• PROVIDED TEXT:
DEFINING THE 'ATLANTIKWALL'
See below, after the Statutes of International Fortress Council.
This is a translation by Carlos Scheltema, secretary-general in 2007 and of Kees Neisingh, of the statutes in Dutch. The original statutes were passed before notary mr Erik Habers in Bussum, the Netherlands, on February 8, 2007. The IFC general Assembly decided in its 2012 meeting on some changes; these were passed before notary Mrs. Gezina Goossens in Bussum, the Netherlands on December 5, 2012.
The new statutes are deposited at the Chamber of Commerce in Utrecht, the Netherlands,
Article 1. Name, seat and secretariat.
The name of the association is: INTERNATIONAL FORTRESS COUNCIL.
The association is statutory seated in Utrecht (The Netherlands).
The secretariat of the association can be established in any country in which a member of the association is located.
Article 2. Purpose of the association.
The association maintains and furthers contacts between its members, the exchange of their knowledge, experience and the exchange of information on activities of its members.
The purpose of the association can be fostered and maintained in a variety of ways.
Article 3. Members of the association.
1. Members of the association can only be legal bodies who aim towards promoting the maintenance of historic forts, defensive works and military architecture, and the furtherance of knowledge and information thereof.
Furthermore, members of the association should be active in the whole state in which they are seated or at least in an important part of it, are open to anyone, and are not a public authority nor totally dependent on public authorities.
2. In one country, not more than two organizations can be member of the association.
3. The acceptance of new members is subject to a decision of the general assembly.
4. The general assembly can accept as member of the association a legal body that meets all other requirements of the first clause, but that is not active in a great part or in the whole state in which it is seated, if in the opinion of the general assembly substantial agreement from other organizations can be supposed.
5. The general assembly can accept as non-voting member of the association a legal body that meets all other requirements of the first clause, but is a public authority or is totally dependent on public authorities.
6.The executive committee keeps a register of all the names and addresses of the members.
Article 4. Obligations of the members.
Members of the association commit themselves to cooperate in the achievement of the purposes of the association and to defray the costs of the execution and continuance of the purposes of the association, according to a system of contribution described in the bylaws of the association.
Article 5. Termination of membership.

• DATA SECTION:
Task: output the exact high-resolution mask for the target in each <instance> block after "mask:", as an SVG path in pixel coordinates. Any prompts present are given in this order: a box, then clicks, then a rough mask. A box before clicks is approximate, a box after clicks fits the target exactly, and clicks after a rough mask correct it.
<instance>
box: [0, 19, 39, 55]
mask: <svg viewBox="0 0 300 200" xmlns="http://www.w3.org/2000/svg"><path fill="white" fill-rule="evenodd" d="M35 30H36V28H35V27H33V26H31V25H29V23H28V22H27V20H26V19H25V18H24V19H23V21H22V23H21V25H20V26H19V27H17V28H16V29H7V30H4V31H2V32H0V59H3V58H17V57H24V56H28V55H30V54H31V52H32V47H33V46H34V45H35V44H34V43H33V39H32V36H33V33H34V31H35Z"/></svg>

• EXERCISE TASKS:
1 - According to the fortress council statutes, in which city is the association statutorily seated?
2 - Say whether each statement agrees with the fortress council statutes, and quote the words that decide it. (a) No more than two organizations from one country can be members. (b) The executive committee decides whether new members are accepted. (c) The original statutes were passed in 2012.
3 - Repeat word for word the stretch of the fortress council statutes from "The secretariat of" through "Purpose of the association.".
The listing comes from a different source than the fortress council statutes.

• YOUR WRITTEN ANSWERS:
1 - Utrecht, in the Netherlands.

2 -
(a) Yes: "In one country, not more than two organizations can be member of the association."
(b) No: "The acceptance of new members is subject to a decision of the general assembly."
(c) No: "The original statutes were passed before notary mr Erik Habers in Bussum, the Netherlands, on February 8, 2007."

3 -
The secretariat of the association can be established in any country in which a member of the association is located.
Article 2. Purpose of the association.